>>>>

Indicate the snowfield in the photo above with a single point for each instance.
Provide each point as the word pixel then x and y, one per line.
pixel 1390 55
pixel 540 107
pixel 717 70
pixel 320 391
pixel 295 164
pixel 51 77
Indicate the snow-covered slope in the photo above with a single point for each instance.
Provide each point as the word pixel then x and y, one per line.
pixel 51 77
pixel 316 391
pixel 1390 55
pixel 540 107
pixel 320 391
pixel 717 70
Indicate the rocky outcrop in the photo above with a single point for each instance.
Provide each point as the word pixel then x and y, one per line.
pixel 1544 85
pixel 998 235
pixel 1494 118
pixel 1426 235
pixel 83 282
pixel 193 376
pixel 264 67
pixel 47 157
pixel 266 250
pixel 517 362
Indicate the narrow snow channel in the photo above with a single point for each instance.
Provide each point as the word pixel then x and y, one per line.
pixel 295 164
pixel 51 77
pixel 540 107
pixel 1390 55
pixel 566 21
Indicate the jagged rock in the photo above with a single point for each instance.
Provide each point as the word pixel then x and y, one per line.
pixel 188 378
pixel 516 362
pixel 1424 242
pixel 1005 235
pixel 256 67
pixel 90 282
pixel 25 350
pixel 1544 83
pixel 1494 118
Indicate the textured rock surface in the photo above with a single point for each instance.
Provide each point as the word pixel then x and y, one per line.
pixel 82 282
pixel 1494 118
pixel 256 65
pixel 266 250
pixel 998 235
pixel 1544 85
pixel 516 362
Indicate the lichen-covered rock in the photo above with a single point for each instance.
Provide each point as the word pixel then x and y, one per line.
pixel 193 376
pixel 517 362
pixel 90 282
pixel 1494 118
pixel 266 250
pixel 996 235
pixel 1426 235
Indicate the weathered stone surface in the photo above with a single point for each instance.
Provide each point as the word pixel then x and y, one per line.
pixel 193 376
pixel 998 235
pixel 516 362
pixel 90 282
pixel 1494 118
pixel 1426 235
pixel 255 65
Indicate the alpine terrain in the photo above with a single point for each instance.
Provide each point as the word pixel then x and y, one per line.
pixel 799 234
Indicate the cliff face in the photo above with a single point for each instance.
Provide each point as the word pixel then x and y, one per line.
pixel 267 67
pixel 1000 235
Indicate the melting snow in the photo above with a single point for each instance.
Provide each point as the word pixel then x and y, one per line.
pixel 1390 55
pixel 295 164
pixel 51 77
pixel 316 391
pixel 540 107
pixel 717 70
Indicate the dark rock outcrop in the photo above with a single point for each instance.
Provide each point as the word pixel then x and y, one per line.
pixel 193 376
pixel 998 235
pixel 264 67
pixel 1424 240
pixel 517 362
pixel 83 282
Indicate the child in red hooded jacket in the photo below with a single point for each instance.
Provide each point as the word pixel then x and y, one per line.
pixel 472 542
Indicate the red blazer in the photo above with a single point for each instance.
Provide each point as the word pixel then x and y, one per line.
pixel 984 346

<<<<

▸ Direction: Can you put every line of the listing above into a Markdown table with two columns, n for the row number and Line for the text, leaving out any blank lines?

▸ Task output:
| n | Line |
|---|---|
| 1 | Indicate the snowfield in the photo above with a single point for each instance. |
| 2 | Provide each point as the word pixel then x and y, one per line. |
| 3 | pixel 1390 55 |
| 4 | pixel 540 107 |
| 5 | pixel 717 70 |
| 6 | pixel 320 391 |
| 7 | pixel 295 164 |
| 8 | pixel 51 77 |
| 9 | Indicate the snow-covered slope in the photo above with a single point for each instance. |
| 10 | Provide each point as the word pixel then x and y, one per line. |
| 11 | pixel 51 77 |
| 12 | pixel 316 391 |
| 13 | pixel 1390 55 |
| 14 | pixel 540 107 |
| 15 | pixel 320 391 |
| 16 | pixel 717 70 |
| 17 | Indicate the rocky outcrop in the photo above with a single point for each instance. |
| 18 | Provide each point as the word pixel then x and y, one per line. |
| 19 | pixel 1544 85 |
| 20 | pixel 998 235 |
| 21 | pixel 1494 118 |
| 22 | pixel 1426 235 |
| 23 | pixel 83 282 |
| 24 | pixel 193 376 |
| 25 | pixel 264 67 |
| 26 | pixel 47 157 |
| 27 | pixel 266 250 |
| 28 | pixel 517 362 |
| 29 | Indicate the narrow snow channel in the photo above with a single point for each instance. |
| 30 | Provide each point as the word pixel then x and y, one per line. |
| 31 | pixel 295 164 |
| 32 | pixel 51 77 |
| 33 | pixel 540 107 |
| 34 | pixel 1390 55 |
| 35 | pixel 566 21 |
| 36 | Indicate the jagged rock in the photo above with a single point for each instance. |
| 37 | Provide each point as the word pixel then x and y, one per line. |
| 38 | pixel 188 378 |
| 39 | pixel 516 362 |
| 40 | pixel 1424 242 |
| 41 | pixel 1005 235 |
| 42 | pixel 256 67 |
| 43 | pixel 90 282 |
| 44 | pixel 25 350 |
| 45 | pixel 1544 83 |
| 46 | pixel 1494 118 |
| 47 | Indicate the textured rock surface in the photo above with a single point for each instance. |
| 48 | Provide each point as the word pixel then x and y, one per line. |
| 49 | pixel 82 282 |
| 50 | pixel 1494 118 |
| 51 | pixel 256 65 |
| 52 | pixel 266 250 |
| 53 | pixel 998 235 |
| 54 | pixel 1544 85 |
| 55 | pixel 516 362 |
| 56 | Indicate the lichen-covered rock in the photo above with a single point for each instance. |
| 57 | Provide each point as the word pixel then x and y, one per line. |
| 58 | pixel 193 376 |
| 59 | pixel 517 362 |
| 60 | pixel 90 282 |
| 61 | pixel 1494 118 |
| 62 | pixel 266 250 |
| 63 | pixel 996 235 |
| 64 | pixel 1426 235 |
| 65 | Indicate the weathered stone surface in the photo above with a single point for each instance. |
| 66 | Provide each point as the word pixel then x and y, one per line. |
| 67 | pixel 193 376 |
| 68 | pixel 998 235 |
| 69 | pixel 516 362 |
| 70 | pixel 90 282 |
| 71 | pixel 1494 118 |
| 72 | pixel 1426 235 |
| 73 | pixel 255 65 |
| 74 | Indicate the alpine terrain in the photo above with a single point for each instance. |
| 75 | Provide each point as the word pixel then x and y, one per line. |
| 76 | pixel 799 234 |
| 77 | Indicate the cliff face in the photo above with a single point for each instance. |
| 78 | Provide each point as the word pixel then x and y, one per line. |
| 79 | pixel 267 67 |
| 80 | pixel 1000 235 |
| 81 | Indicate the melting snow in the photo above with a single point for each instance. |
| 82 | Provide each point as the word pixel then x and y, one per line. |
| 83 | pixel 1390 55 |
| 84 | pixel 295 164 |
| 85 | pixel 51 77 |
| 86 | pixel 316 391 |
| 87 | pixel 540 107 |
| 88 | pixel 717 70 |
| 89 | Indicate the dark rock outcrop in the photo above with a single point for each instance. |
| 90 | Provide each point as the word pixel then x and y, one per line. |
| 91 | pixel 193 376 |
| 92 | pixel 998 235 |
| 93 | pixel 264 67 |
| 94 | pixel 1424 240 |
| 95 | pixel 517 362 |
| 96 | pixel 83 282 |
| 97 | Indicate the child in red hooded jacket in the photo below with a single point for each instance. |
| 98 | Provide each point as the word pixel then x and y, one per line. |
| 99 | pixel 472 542 |
| 100 | Indicate the red blazer in the photo above with a single point for each instance. |
| 101 | Provide each point as the word pixel then x and y, one per line. |
| 102 | pixel 984 346 |